→ ITEM DE AÇÃO 1
De acordo com o trecho selecionado, que valor por hora anunciava a placa vista na portinha?
→ ITEM DE AÇÃO 2
Reescreva de forma mais concisa o parágrafo do trecho selecionado iniciado por "Outra coisa que me vem na cabeça", mantendo seus fatos principais.
→ ITEM DE AÇÃO 3
Edite a parte do trecho selecionado que começa em "Outra coisa que" e termina em "não descobri nada.", substituindo "portinha" por "porta".

Outra coisa que me vem na cabeça é a imagem de uma jovem. Muito bonita, negra, alta. Ela usava um top que me chamou atenção por parecer de carnaval. E achei que seu corpo era bonito e pensei “podia ser modelo”. Continuei andando no mesmo sentido que ela até que ela entrou em uma portinha no centro da cidade. Automaticamente olhei por curiosidade e vi uma placa que dizia “Venha relaxar – 25,00 a hora.”. Pensei na quantidade de coisas que dá para se fazer em uma hora. Tentei pensar que poderia ser uma opção, liberdade de escolha, uma atividade profissional. Mas aquela parte do centro da cidade é tão suja e precária…e 25,00 a hora… E pensei nela fazendo qualquer outra coisa ou pelo menos cobrando mais. Pensei nas meninas do dia da prova lá na Cidade de Deus que disseram que nem pensavam em fazer faculdade porque era muito difícil. Pensei no que é realmente escolha. E não descobri nada.

→ Entradas de dados extraídos
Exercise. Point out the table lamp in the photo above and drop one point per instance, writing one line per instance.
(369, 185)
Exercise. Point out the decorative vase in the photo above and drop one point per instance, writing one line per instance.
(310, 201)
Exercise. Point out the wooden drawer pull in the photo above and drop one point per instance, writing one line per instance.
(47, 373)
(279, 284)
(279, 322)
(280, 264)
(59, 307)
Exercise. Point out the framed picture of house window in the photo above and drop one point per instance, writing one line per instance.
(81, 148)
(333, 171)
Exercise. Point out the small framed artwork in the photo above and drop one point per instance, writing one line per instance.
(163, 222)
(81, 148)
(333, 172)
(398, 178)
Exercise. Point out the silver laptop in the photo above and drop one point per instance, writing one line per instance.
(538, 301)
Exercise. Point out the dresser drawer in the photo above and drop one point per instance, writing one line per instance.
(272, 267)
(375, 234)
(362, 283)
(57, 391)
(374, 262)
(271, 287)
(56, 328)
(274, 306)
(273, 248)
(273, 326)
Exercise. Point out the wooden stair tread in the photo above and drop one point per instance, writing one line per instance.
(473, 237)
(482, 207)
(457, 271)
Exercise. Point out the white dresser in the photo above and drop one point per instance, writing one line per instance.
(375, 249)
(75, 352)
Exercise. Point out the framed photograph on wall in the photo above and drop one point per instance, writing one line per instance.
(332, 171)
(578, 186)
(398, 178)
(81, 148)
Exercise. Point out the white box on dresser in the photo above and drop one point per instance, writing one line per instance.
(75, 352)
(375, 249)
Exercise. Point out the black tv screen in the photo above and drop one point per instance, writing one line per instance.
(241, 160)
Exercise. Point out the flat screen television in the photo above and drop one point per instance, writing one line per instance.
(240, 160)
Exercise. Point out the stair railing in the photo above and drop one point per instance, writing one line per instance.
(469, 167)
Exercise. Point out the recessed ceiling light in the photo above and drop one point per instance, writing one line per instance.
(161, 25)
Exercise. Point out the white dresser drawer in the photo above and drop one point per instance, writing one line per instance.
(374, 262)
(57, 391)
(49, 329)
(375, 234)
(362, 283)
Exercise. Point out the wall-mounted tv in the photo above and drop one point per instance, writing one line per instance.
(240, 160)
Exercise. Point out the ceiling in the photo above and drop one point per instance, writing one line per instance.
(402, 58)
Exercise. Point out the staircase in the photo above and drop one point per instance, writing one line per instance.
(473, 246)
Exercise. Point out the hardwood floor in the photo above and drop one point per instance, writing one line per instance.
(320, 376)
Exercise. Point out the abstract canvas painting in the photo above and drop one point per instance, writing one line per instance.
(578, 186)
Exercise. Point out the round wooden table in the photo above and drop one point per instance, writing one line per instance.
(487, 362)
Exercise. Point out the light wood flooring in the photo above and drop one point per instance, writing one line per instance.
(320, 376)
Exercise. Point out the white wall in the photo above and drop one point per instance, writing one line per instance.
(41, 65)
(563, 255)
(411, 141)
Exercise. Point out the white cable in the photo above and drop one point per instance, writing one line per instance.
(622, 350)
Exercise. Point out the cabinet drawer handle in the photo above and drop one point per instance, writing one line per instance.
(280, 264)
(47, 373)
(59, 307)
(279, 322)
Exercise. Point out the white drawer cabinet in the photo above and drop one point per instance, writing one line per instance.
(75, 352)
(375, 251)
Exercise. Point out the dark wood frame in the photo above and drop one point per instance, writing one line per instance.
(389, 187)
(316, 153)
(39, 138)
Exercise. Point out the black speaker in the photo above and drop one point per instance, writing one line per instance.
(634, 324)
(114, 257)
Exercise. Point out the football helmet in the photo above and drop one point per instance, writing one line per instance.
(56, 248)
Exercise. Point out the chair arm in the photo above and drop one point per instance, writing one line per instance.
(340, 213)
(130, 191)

→ ÁREA DE RESPOSTA 1
A placa anunciava 25,00 a hora.

→ ÁREA DE RESPOSTA 2
Lembro-me de uma jovem negra, alta e muito bonita, com um top que parecia de carnaval, e pensei que ela poderia ser modelo. Segui no mesmo sentido até que ela entrou em uma portinha no centro da cidade, onde uma placa dizia "Venha relaxar – 25,00 a hora.". Tentei ver ali uma opção, uma liberdade de escolha ou uma atividade profissional. No entanto, pensei na sujeira e na precariedade daquela parte do centro e no valor baixo, e imaginei-a fazendo qualquer outra coisa ou pelo menos cobrando mais. Lembrei-me das meninas da Cidade de Deus que, no dia da prova, disseram nem pensar em fazer faculdade por ser muito difícil. Refleti sobre o que é realmente escolha, sem descobrir nada.

→ ÁREA DE RESPOSTA 3
Outra coisa que me vem na cabeça é a imagem de uma jovem. Muito bonita, negra, alta. Ela usava um top que me chamou atenção por parecer de carnaval. E achei que seu corpo era bonito e pensei “podia ser modelo”. Continuei andando no mesmo sentido que ela até que ela entrou em uma porta no centro da cidade. Automaticamente olhei por curiosidade e vi uma placa que dizia “Venha relaxar – 25,00 a hora.”. Pensei na quantidade de coisas que dá para se fazer em uma hora. Tentei pensar que poderia ser uma opção, liberdade de escolha, uma atividade profissional. Mas aquela parte do centro da cidade é tão suja e precária…e 25,00 a hora… E pensei nela fazendo qualquer outra coisa ou pelo menos cobrando mais. Pensei nas meninas do dia da prova lá na Cidade de Deus que disseram que nem pensavam em fazer faculdade porque era muito difícil. Pensei no que é realmente escolha. E não descobri nada.